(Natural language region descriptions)

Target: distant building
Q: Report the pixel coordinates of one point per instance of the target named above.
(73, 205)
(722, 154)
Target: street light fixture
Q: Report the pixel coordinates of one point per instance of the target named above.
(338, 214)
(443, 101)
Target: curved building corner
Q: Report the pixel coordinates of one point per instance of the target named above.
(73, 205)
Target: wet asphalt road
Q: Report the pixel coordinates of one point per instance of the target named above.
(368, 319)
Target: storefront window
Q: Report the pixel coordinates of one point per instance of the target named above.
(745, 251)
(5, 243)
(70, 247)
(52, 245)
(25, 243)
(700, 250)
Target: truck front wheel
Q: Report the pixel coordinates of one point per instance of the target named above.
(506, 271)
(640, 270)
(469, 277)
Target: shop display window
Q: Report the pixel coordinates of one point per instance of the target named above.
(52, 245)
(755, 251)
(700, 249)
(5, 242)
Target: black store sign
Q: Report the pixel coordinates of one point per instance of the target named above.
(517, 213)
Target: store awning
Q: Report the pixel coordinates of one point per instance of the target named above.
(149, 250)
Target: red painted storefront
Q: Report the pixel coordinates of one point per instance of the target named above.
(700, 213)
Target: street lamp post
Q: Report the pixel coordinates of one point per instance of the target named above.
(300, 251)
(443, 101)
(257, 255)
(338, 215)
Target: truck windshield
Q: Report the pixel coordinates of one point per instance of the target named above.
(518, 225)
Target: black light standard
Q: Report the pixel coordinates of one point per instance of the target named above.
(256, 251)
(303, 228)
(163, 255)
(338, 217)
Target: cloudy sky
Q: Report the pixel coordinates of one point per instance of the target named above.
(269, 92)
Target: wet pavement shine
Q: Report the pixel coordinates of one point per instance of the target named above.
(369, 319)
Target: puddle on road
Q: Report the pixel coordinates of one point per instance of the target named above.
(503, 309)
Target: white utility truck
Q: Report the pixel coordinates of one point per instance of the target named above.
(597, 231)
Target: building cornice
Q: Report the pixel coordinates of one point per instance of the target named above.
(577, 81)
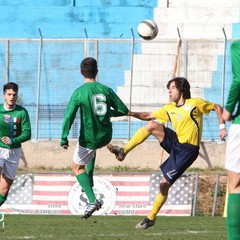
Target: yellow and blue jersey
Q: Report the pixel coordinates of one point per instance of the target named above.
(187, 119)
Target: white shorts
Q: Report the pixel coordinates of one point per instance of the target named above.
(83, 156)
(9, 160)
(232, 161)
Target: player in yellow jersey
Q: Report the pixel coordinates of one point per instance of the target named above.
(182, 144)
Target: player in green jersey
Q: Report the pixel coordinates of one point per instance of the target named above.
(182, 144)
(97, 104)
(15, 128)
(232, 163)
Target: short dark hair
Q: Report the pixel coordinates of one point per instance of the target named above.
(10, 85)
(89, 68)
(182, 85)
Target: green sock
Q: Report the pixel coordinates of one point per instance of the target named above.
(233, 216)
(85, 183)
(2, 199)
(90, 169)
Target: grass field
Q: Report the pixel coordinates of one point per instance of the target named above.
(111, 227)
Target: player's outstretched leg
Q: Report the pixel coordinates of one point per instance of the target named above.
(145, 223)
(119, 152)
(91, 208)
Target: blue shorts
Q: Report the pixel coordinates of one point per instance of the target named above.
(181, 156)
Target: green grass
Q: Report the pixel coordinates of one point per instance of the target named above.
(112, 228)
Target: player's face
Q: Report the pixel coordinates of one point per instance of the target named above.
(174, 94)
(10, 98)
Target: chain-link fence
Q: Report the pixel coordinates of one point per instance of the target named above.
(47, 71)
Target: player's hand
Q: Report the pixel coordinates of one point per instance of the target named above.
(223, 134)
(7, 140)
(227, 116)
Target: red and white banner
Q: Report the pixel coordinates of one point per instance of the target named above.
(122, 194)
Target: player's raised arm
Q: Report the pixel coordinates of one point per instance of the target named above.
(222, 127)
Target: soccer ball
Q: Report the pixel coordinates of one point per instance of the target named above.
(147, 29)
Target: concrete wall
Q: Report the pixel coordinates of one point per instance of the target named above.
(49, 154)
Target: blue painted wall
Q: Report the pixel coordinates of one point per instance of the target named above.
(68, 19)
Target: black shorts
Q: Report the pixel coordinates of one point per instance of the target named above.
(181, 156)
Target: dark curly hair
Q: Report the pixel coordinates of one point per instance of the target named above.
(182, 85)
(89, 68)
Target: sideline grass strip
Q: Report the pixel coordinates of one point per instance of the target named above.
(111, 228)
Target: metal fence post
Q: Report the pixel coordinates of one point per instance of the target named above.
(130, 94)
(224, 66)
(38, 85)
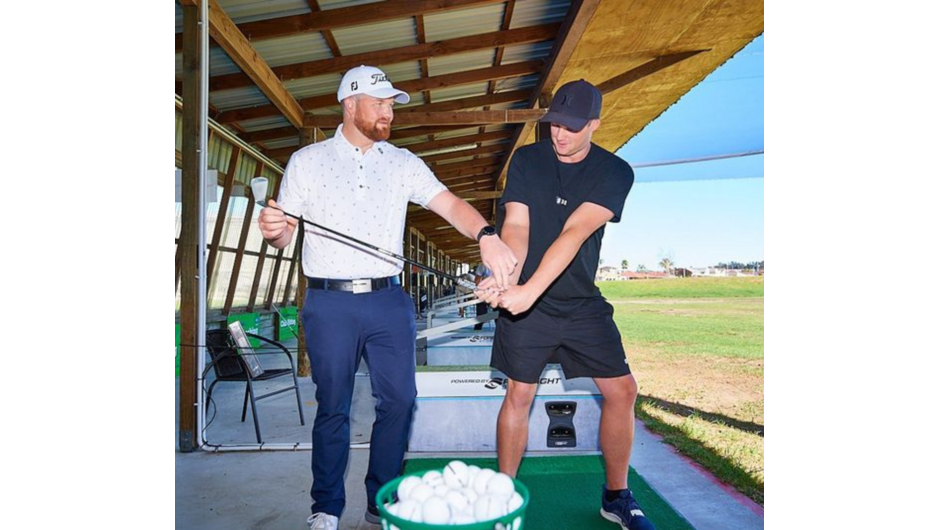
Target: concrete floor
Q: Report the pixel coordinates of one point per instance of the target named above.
...
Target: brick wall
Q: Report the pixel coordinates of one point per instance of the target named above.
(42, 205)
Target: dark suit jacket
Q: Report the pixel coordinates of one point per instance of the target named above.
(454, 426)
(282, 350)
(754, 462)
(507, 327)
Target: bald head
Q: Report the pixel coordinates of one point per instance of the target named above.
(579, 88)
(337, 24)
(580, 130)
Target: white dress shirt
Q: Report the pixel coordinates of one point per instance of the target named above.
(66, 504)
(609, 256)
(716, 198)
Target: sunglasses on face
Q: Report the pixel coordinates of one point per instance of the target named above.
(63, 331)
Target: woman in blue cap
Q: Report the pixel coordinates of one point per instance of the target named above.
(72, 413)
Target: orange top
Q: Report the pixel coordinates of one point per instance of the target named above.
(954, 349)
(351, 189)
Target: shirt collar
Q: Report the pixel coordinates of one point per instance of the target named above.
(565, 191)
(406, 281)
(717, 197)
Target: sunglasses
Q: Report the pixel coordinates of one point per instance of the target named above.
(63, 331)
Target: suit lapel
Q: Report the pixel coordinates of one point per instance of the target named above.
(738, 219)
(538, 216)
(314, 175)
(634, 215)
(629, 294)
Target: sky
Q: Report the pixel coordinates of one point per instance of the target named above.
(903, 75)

**EXERCISE BRIEF**
Locate the lines above that contain "road" and copy them.

**RESPONSE**
Target: wet asphalt road
Target: puddle on road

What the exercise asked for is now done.